> _Sección del documento_

==================================================

Entre el naturalismo de Caravaggio y el neoclasicismo, el pintor manchego se mide en la muestra con grandes maestros

ISABEL REPISO

El otoño va de rescates. Después de saldar el destierro de la pintura del siglo XIX, El Prado dedica sus salas temporales a un desconocido: Juan Bautista Maíno (1581-1649), que no debuta solo, sino en compañía de prestigiosos coetáneos que influyeron en su producción, como Caravaggio o El Greco.

De los 66 lienzos expuestos a partir del próximo martes, 14 serán vistos por primera vez en España y casi la mitad (32) pertenecen al Prado. La exposición no es fruto del ahorro, sino de un afán divulgador. 'Es misión del Prado investigar y descubrir joyas desconocidas', defiende Miguel Zugaza, director de la pinacoteca.

De las 40 obras conocidas de Maíno, la muestra reúne 35, entre ellas siete nuevas atribuciones que hasta la fecha se vinculaban a otros artistas. 'Esto no es una ciencia exacta. Sólo conocemos cuatro obras firmadas por Maíno', explica Leticia Ruiz, comisaria de la muestra, que no descartó futuras atribuciones al artista.

La ficha de Maíno desvela una biografía pintoresca. Nacido en Pastrana (Guadalajara), de padre comerciante de orígenes lombardos y madre lisboeta, se formó en Madrid y en Roma, donde 'se codeó de tú a tú con Guido Reni, Carlo Saraceni y Caravaggio', cuenta Ruiz. Su ingreso en la Orden de los Dominicos frenó su carrera a los 32 años, pero no fue obstáculo para que engendrara un hijo natural ni para que metiera la cabeza en la Corte, desde donde apoyó la ascensión de Velázquez. Por otra parte, su formación humanista y teológica lo llevó a asesorar a Felipe IV en temas artísticos y a instruirlo en el dibujo. 'Fue un artista hacinado entre el naturalismo de Caravaggio y el revival clasicista de Guido Reni y Annibale Carracci', resumió Zugaza.

==================================================

> _Tarea solicitada A_
Indica si cada afirmación concuerda con el artículo sobre la exposición de Maíno en el Prado. Responde sí o no y cita las palabras exactas del artículo que lo deciden: (i) Catorce de los lienzos expuestos se verán por primera vez en España. (ii) Maíno nació en Madrid. (iii) Se conocen cuatro obras firmadas por Maíno.
> _Tarea solicitada B_
Traduce al inglés esta oración del artículo sobre la exposición de Maíno en el Prado: "De las 40 obras conocidas de Maíno, la muestra reúne 35, entre ellas siete nuevas atribuciones que hasta la fecha se vinculaban a otros artistas."
> _Tarea solicitada C_
Prosigue el artículo sobre la exposición de Maíno en el Prado a partir de su última oración.

==================================================

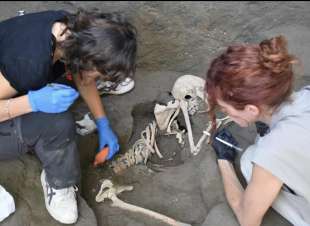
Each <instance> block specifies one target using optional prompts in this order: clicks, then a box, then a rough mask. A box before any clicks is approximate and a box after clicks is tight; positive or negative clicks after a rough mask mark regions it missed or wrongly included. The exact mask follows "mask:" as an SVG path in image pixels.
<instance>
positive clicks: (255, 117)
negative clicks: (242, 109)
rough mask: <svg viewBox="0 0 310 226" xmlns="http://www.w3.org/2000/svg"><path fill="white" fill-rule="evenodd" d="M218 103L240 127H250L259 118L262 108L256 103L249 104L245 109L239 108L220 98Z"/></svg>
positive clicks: (224, 111)
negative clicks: (249, 126) (255, 103)
mask: <svg viewBox="0 0 310 226" xmlns="http://www.w3.org/2000/svg"><path fill="white" fill-rule="evenodd" d="M217 104H218V105H219V107H220V110H221V111H222V112H223V113H225V114H227V115H228V116H229V117H230V118H231V119H232V120H233V121H234V122H235V123H237V124H238V125H239V126H240V127H248V126H249V125H250V124H251V123H254V122H255V121H257V120H258V118H259V114H260V110H259V108H258V107H257V106H255V105H250V104H247V105H246V106H245V107H244V109H243V110H238V109H236V108H234V107H233V106H232V105H230V104H228V103H226V102H224V101H223V100H220V99H217Z"/></svg>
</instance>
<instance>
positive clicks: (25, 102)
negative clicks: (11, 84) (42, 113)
mask: <svg viewBox="0 0 310 226" xmlns="http://www.w3.org/2000/svg"><path fill="white" fill-rule="evenodd" d="M0 109H1V111H0V122H3V121H6V120H8V119H12V118H15V117H18V116H20V115H24V114H27V113H29V112H32V109H31V106H30V104H29V100H28V96H26V95H24V96H20V97H16V98H11V99H6V100H0Z"/></svg>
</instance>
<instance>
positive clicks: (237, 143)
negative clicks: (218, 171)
mask: <svg viewBox="0 0 310 226" xmlns="http://www.w3.org/2000/svg"><path fill="white" fill-rule="evenodd" d="M215 137H218V138H220V139H222V140H224V141H227V142H228V143H231V144H233V145H235V146H238V142H237V140H236V139H235V138H234V137H233V136H232V134H231V133H230V132H229V130H227V129H226V128H224V129H222V130H220V131H218V132H216V133H215V134H214V136H213V138H212V147H213V149H214V151H215V153H216V155H217V159H225V160H228V161H229V162H232V163H233V162H234V160H235V157H236V154H237V153H236V150H235V149H234V148H231V147H229V146H227V145H225V144H223V143H221V142H220V141H218V140H216V139H215Z"/></svg>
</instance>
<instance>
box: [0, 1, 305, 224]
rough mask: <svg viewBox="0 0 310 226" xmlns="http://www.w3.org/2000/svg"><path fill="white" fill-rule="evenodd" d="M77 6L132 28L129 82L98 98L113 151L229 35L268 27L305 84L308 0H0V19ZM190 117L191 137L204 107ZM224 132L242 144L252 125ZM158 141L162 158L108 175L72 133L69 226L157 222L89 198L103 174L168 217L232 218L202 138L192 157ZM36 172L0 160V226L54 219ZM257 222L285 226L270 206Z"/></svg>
mask: <svg viewBox="0 0 310 226" xmlns="http://www.w3.org/2000/svg"><path fill="white" fill-rule="evenodd" d="M78 7H85V8H92V7H97V8H99V9H102V10H104V11H122V12H123V13H124V14H126V15H127V16H128V18H129V19H130V20H131V21H132V22H133V24H134V25H136V27H137V29H138V32H139V38H138V40H139V54H138V70H137V74H136V78H135V81H136V87H135V89H134V90H133V91H131V92H130V93H128V94H125V95H121V96H103V97H102V99H103V102H104V104H105V108H106V111H107V114H108V116H109V118H110V121H111V124H112V127H113V128H114V129H115V131H116V133H117V134H118V136H119V139H120V143H121V151H120V152H121V153H120V154H124V153H125V152H126V151H127V150H128V148H130V147H131V145H132V143H133V142H134V141H135V140H136V139H137V138H138V137H139V135H140V133H141V131H142V130H143V129H144V128H145V126H146V125H147V123H148V122H150V121H151V120H152V117H153V116H152V108H153V106H154V103H155V102H156V101H158V99H159V98H160V96H161V95H162V94H163V93H165V92H168V91H169V90H171V88H172V86H173V84H174V81H175V80H176V79H177V78H178V77H179V76H181V75H184V74H194V75H197V76H200V77H202V78H204V76H205V72H206V70H207V68H208V66H209V63H210V61H211V60H212V58H213V57H215V56H216V55H218V54H219V52H220V51H222V50H223V49H224V48H225V47H227V46H228V45H230V44H232V43H238V42H258V41H261V40H263V39H264V38H268V37H272V36H274V35H278V34H283V35H285V36H286V38H287V40H288V43H289V49H290V51H291V52H292V53H294V54H296V56H297V57H299V59H300V62H301V64H300V65H301V67H298V68H297V70H296V72H297V74H298V75H299V76H298V77H297V80H296V86H295V87H296V89H298V88H299V87H301V86H302V85H305V84H310V79H309V77H308V75H309V74H308V71H309V69H310V68H309V67H310V65H307V60H308V59H309V56H310V51H309V50H310V47H309V45H307V44H308V41H309V40H310V30H309V29H310V24H309V21H310V5H309V3H307V2H258V1H251V2H142V1H139V2H125V1H124V2H95V1H94V2H75V1H67V2H65V1H54V2H43V1H38V2H0V20H4V19H6V18H9V17H12V16H15V15H16V14H17V13H16V12H17V10H20V9H24V10H26V13H30V12H37V11H41V10H48V9H65V10H69V11H74V10H76V9H77V8H78ZM76 109H79V111H86V108H85V104H84V103H83V102H81V101H79V102H78V103H77V104H76V105H75V106H74V108H73V111H74V110H76ZM191 120H192V123H193V129H194V136H195V137H196V139H197V137H198V136H200V135H201V131H202V129H203V127H204V125H205V123H206V122H207V119H206V115H205V114H199V115H195V116H193V117H192V118H191ZM231 130H232V131H233V132H234V134H235V136H236V137H237V139H238V141H239V142H240V144H241V146H242V147H243V148H246V147H247V146H248V145H249V144H251V142H253V139H254V137H255V130H254V128H247V129H241V128H238V127H237V126H236V125H232V126H231ZM158 139H159V140H158V142H159V148H160V149H161V150H162V151H163V154H164V157H165V158H164V160H163V161H156V159H155V158H154V159H151V160H152V161H150V163H149V164H148V165H147V166H144V165H139V166H135V167H131V168H129V169H127V170H126V171H124V172H123V173H122V174H121V175H116V174H114V173H113V172H112V170H111V168H110V167H109V163H107V164H105V165H104V166H102V167H99V168H96V169H95V168H93V167H92V164H91V163H92V161H93V158H94V155H95V150H96V148H97V143H98V140H97V136H96V133H93V134H90V135H87V136H84V137H82V136H79V150H80V153H81V165H82V173H83V177H82V182H81V185H80V196H79V206H80V208H79V209H80V218H79V221H78V222H77V223H76V225H79V226H81V225H89V226H91V225H99V226H103V225H105V226H159V225H162V226H165V225H166V224H164V223H162V222H159V221H156V220H152V219H150V218H148V217H146V216H144V215H141V214H137V213H130V212H128V211H123V210H120V209H118V208H115V207H110V202H104V203H96V201H95V196H96V194H97V192H98V190H99V187H100V181H101V179H103V178H110V179H112V180H113V181H114V182H115V183H117V184H121V185H125V184H129V185H133V186H134V190H133V191H128V192H124V193H122V194H121V195H119V197H120V198H121V199H122V200H124V201H126V202H129V203H132V204H135V205H138V206H142V207H145V208H149V209H152V210H155V211H157V212H160V213H162V214H165V215H167V216H169V217H172V218H175V219H177V220H178V221H182V222H185V223H188V224H191V225H194V226H218V225H225V226H232V225H238V223H237V221H236V219H235V217H234V215H233V213H232V211H231V209H230V208H229V207H228V205H227V202H226V200H225V196H224V192H223V186H222V182H221V177H220V175H219V172H218V168H217V165H216V161H215V155H214V153H213V152H212V151H211V149H210V148H209V147H208V146H207V145H205V146H204V147H203V149H202V150H201V152H200V153H199V154H198V155H197V156H190V155H189V154H188V148H185V149H180V148H179V146H178V145H177V144H176V142H175V140H174V139H171V138H169V137H160V138H158ZM187 146H188V145H187ZM187 146H186V145H185V147H187ZM174 153H175V154H174ZM171 156H172V157H171ZM173 156H174V157H173ZM239 157H240V156H239ZM155 162H156V163H157V164H159V165H161V166H160V167H158V166H157V167H155V166H156V165H155V164H152V163H155ZM236 167H237V168H238V163H237V164H236ZM40 172H41V165H40V163H39V161H38V159H37V158H36V157H35V156H34V155H26V156H25V157H24V158H22V159H18V160H14V161H8V162H1V164H0V184H1V185H3V186H4V187H5V188H6V189H7V190H8V191H9V192H10V193H11V194H12V195H13V196H14V198H15V202H16V205H17V210H16V212H15V213H14V214H13V215H11V216H10V217H9V218H7V219H6V220H5V221H3V222H2V223H0V225H5V226H24V225H27V226H39V225H42V224H43V223H42V222H44V225H47V226H49V225H60V224H58V223H57V222H55V221H54V220H53V219H52V218H51V217H50V216H49V215H48V213H47V211H46V209H45V206H44V200H43V193H42V189H41V184H40V181H39V175H40ZM240 178H241V179H242V177H240ZM263 225H264V226H271V225H281V226H286V225H290V224H289V223H288V222H287V221H286V220H285V219H283V218H282V217H281V216H279V215H278V214H277V213H276V212H274V211H273V210H270V211H268V213H267V215H266V217H265V218H264V222H263Z"/></svg>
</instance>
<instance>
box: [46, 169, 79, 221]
mask: <svg viewBox="0 0 310 226" xmlns="http://www.w3.org/2000/svg"><path fill="white" fill-rule="evenodd" d="M44 175H45V174H44ZM41 185H42V188H43V193H44V203H45V208H46V209H47V212H48V213H49V214H50V215H51V216H52V217H53V218H54V219H55V220H56V221H58V222H60V223H62V224H74V223H76V221H60V220H57V217H55V215H54V214H52V213H51V212H50V210H49V208H48V203H47V200H46V198H45V197H46V191H45V188H46V183H45V182H44V179H43V173H41Z"/></svg>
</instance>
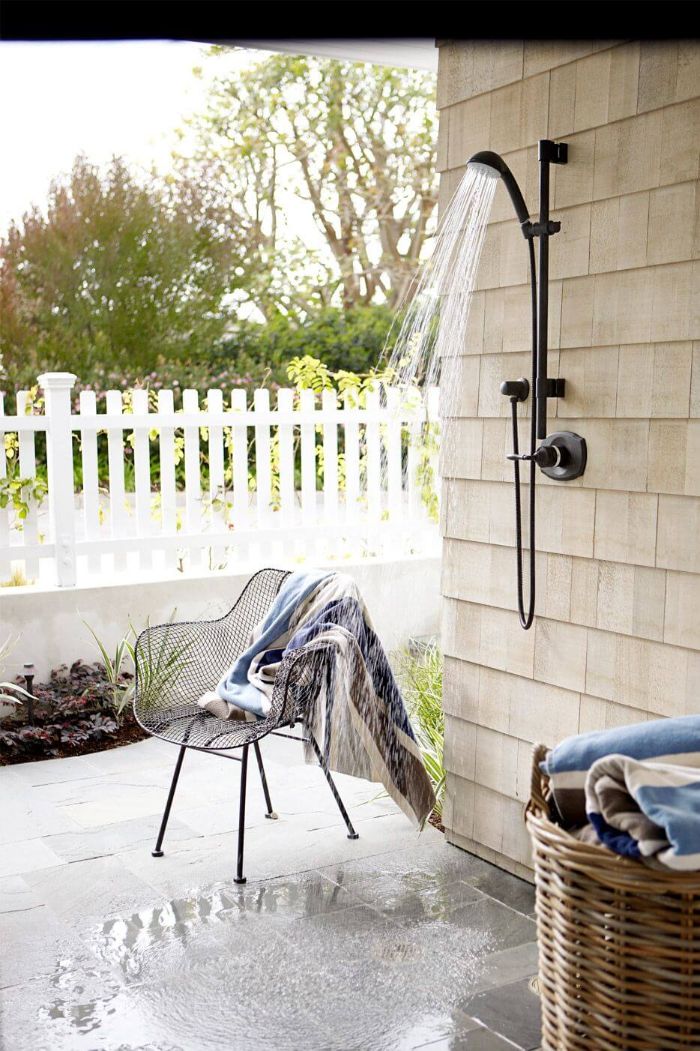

==================================================

> _Respuesta escrita A_
(i) Sí: "14 serán vistos por primera vez en España".
(ii) No: "Nacido en Pastrana (Guadalajara)".
(iii) Sí: "Sólo conocemos cuatro obras firmadas por Maíno".

> _Respuesta escrita B_
Of Maíno's 40 known works, the exhibition brings together 35, among them seven new attributions that until now had been linked to other artists.

> _Respuesta escrita C_
La exposición plantea un viaje in crescendo empezando por telas de pequeño formato y por su faceta de paisajista (que subraya su calidad de miniaturista). Las salas dedicadas al retrato lo ponen en relación con Velázquez, sobre todo, en el sobresaliente Retrato de caballero (1935); aunque es en las composiciones de gran formato donde se mide con los pintores que le han hecho sombra durante cuatro siglos. Su San Jacinto, enfrentado al Beato Enrique Suso de Zurbarán, se antoja original por el reflejo del paisaje en el agua, 'de trazos casi impresionistas', según Ruiz, que explica la perspectiva porque el cuadro fue concebido para ser visto desde abajo, a mucha distancia del suelo. Las composiciones de su Retablo de San Pablo Mártir establecen correspondencias con las Adoraciones de Núñez del Valle, Luis Tristán, Velázquez, Antonio de Lanchares y El Greco.

La influencia de Caravaggio se pone de manifiesto en el enfrentamiento del David vencedor de Goliath y el San Juan Bautista de Maíno. Del maestro tenebrista, el manchego asimiló los cuerpos emergentes de la oscuridad, el espacio claustrofóbico, la invasión del espacio del espectador y el rechazo a la idealización. En este sentido, sus apóstoles del Pentecostés (composición originalmente atribuida a Domenichino) aparecen como figuras de carácter popular.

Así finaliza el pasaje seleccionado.